» Saved entries
>> START

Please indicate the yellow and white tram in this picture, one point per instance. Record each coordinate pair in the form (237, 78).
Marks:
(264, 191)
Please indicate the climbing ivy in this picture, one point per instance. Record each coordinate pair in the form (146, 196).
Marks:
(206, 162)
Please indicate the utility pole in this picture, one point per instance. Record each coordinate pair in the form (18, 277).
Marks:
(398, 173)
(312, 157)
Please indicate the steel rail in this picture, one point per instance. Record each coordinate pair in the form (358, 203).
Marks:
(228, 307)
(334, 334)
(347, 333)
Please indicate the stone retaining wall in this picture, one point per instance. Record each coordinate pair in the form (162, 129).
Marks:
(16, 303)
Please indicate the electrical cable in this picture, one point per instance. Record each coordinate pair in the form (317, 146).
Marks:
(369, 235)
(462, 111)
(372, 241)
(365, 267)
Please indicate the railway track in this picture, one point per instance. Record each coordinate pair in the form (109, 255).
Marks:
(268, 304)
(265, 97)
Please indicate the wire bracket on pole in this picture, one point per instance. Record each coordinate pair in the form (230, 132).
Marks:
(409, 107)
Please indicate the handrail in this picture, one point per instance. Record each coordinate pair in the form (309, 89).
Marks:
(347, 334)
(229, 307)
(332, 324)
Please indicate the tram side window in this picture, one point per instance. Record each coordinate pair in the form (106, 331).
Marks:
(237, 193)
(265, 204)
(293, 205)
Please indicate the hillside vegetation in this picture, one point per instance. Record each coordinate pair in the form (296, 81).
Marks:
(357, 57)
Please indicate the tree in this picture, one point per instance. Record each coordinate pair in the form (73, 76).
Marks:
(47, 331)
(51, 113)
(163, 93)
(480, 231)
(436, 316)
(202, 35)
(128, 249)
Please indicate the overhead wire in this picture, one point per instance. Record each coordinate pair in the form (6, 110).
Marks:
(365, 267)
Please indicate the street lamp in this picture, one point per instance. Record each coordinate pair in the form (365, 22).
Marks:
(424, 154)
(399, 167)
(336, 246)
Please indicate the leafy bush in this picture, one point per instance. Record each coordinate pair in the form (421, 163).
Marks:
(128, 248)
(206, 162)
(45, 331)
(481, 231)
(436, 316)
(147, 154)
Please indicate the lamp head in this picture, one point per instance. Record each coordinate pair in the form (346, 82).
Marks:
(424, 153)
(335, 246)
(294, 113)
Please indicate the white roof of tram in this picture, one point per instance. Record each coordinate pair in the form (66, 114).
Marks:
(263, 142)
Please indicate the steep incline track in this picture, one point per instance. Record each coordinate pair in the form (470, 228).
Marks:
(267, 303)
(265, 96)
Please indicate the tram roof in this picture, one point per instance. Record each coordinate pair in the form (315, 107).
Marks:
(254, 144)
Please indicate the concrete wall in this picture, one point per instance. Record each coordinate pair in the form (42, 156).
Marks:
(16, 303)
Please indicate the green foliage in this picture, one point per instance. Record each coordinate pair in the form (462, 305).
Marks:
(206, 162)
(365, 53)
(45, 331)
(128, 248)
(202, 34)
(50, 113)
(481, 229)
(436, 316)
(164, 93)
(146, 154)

>> END

» Instruction
Edit the lines above so that "Points" takes the place of "Marks" everywhere it appears, leaving everything else the same.

» Answer for this exercise
Please indicate the yellow and white tram in this picture, one point per instance. Record each coordinate pair in the form (237, 78).
Points:
(264, 191)
Please indicate the climbing ivy in this picture, one point per instance. Record each coordinate pair in the form (146, 196).
Points:
(206, 162)
Please indicate the utility pole in this picture, one point per instance. Record each coordinate pair in the form (18, 277).
Points:
(398, 173)
(312, 157)
Please indicate the steel rail in this picture, one point per instance. Record each coordinate pair in the form (358, 203).
Points:
(228, 307)
(334, 334)
(347, 333)
Please indicate the stone retaining wall in this picture, one point per instance. Record each coordinate pair in the form (162, 129).
Points:
(16, 303)
Please indicate the electrical cable in this picture, one point per instance. Record each coordinate pair in the form (317, 146).
Points:
(369, 235)
(462, 111)
(372, 241)
(365, 267)
Please indicate the railway track in this picture, one point per instance. Record each coordinate pair in the form (109, 255).
Points:
(268, 304)
(265, 97)
Please indicate the wire bracket on pole in this picture, one point per instance. Record each coordinate pair in the form (230, 132).
Points:
(409, 107)
Please indicate the handrail in this picture, one point per instance. Record each coordinate pair in the form (309, 89).
Points:
(347, 334)
(229, 307)
(332, 324)
Please indicate the tram side window in this picture, one point per instance. Record each coordinate pair in the form (106, 331).
Points:
(237, 193)
(265, 204)
(293, 205)
Please indicate the hillside vegetation in this picture, one point per instance. Record each coordinate pair in the form (296, 81).
Points:
(357, 57)
Please indicate the tree in this picture, one point per instance. Record each coordinate pair in the form (73, 76).
Points:
(47, 331)
(51, 113)
(163, 93)
(480, 231)
(436, 316)
(202, 35)
(128, 249)
Please indicate the overhead wire in this picture, one point per instance. Record each coordinate pair in the form (6, 110).
Points:
(365, 267)
Please indicate the street lamp in this picture, one point per instance. Record each coordinate pair in the form (365, 22).
Points:
(424, 154)
(399, 167)
(336, 246)
Please indicate the leafy bush in this picture, one point per instance. Record each coordinate pair in the form (421, 163).
Points:
(128, 248)
(206, 162)
(45, 331)
(481, 231)
(436, 316)
(147, 154)
Please indicate the lamp head in this picture, one point per instance. Record each coordinate pair in the form (346, 82).
Points:
(424, 153)
(335, 246)
(294, 113)
Please indicate the white roof of tram in this picture, one point per instance. Record each coordinate pair in the form (66, 114).
Points:
(263, 142)
Please indicate the steep incline track in this picture, one point per instance. Record each coordinate pair in the form (470, 228).
Points:
(267, 303)
(265, 96)
Please indicate the tram roof in this picture, one point per instance. Record each coordinate pair in the form (315, 107).
Points:
(254, 144)
Please indicate the concrete wall in this picture, one point per instance. Record each coordinate pair in the form (42, 156).
Points:
(16, 303)
Please indicate the green foliage in this picture, one point per instance. Record each coordinate pair in the form (462, 305).
Points:
(206, 162)
(365, 53)
(45, 331)
(128, 248)
(202, 34)
(50, 113)
(481, 229)
(436, 316)
(164, 93)
(146, 154)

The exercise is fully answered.